# [Excerpted text]
################

Item 3.  Incorporation of Documents by Reference

         The following documents are incorporated by reference in this
registration statement:

(a)      General Form For Registration of Securities of Small Business Issuer on
         Form 10-SB and all Exhibits thereto filed pursuant to Section 12 (g) of
         the Exchanges Act of 1934, as amended (the "1934 Act").

(b)      Registrant's Annual Report on Form 10-KSB and all Exhibits thereto for
         the fiscal years ended December 31, 1998 and December 31, 1999, filed
         pursuant to Section 15(d) of the 1934 Act.

(c)      Registrant's quarterly reports on Forms 10-QSB for the fiscal quarters
         ended September 30, 1998, March 31, 1999, June 30, 1999 and September
         30, 1999 filed pursuant to Section 15(d) of the 1934 Act.

(d)      Registrant's Current Reports on Form 8-K dated October 28, 1999 and
         filed with the Commission on November 15, 1999 and dated April 25, 2000
         and filed with the Commission on April 26, 2000.

         All documents filed by the Registrant pursuant to Section 13(a), 13(c),
14, and 15(d) of the 1933 Act and Sections 13(a), 13(c), and 14 of the 1934 Act
after the date of this registration statement and prior to the filing of a
post-effective amendment to this registration statement which indicates that all
securities offered hereunder have been sold, or which registers all securities


                                       16
<PAGE>

then remaining unsold under this registration statement, shall be deemed to be
incorporated by reference in this registration statement and to be a part hereof
from the date of filing of such documents.

################

# [Goals]
[1] List the fiscal quarter end dates of the quarterly reports named in the incorporation-by-reference section.
[2] In the incorporation-by-reference section, under which section of the 1934 Act was the Form 10-SB filed?

################

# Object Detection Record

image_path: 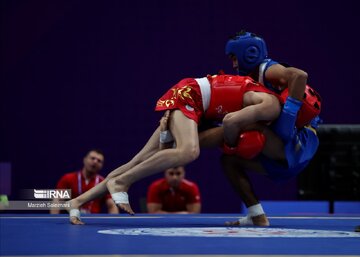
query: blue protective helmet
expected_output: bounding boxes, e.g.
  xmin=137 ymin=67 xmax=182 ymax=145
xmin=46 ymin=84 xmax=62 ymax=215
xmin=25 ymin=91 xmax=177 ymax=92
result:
xmin=225 ymin=31 xmax=268 ymax=75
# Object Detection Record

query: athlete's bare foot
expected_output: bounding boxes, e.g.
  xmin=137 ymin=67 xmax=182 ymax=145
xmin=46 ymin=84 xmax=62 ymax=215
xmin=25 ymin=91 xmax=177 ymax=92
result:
xmin=106 ymin=178 xmax=135 ymax=215
xmin=66 ymin=199 xmax=85 ymax=225
xmin=117 ymin=203 xmax=135 ymax=215
xmin=225 ymin=214 xmax=270 ymax=227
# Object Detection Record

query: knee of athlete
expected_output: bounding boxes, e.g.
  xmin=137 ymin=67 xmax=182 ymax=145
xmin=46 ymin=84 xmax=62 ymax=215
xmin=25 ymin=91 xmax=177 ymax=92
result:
xmin=106 ymin=177 xmax=116 ymax=188
xmin=179 ymin=145 xmax=200 ymax=163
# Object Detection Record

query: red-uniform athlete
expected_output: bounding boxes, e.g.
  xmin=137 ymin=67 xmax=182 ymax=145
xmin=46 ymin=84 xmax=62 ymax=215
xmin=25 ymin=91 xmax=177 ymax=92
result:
xmin=147 ymin=166 xmax=201 ymax=214
xmin=70 ymin=75 xmax=280 ymax=224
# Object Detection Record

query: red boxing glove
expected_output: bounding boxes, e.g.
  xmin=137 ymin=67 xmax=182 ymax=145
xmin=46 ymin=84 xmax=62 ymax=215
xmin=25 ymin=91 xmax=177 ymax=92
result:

################

# [Responses in order]
[1]
September 30, 1998
March 31, 1999
June 30, 1999
September 30, 1999

[2] Section 12(g)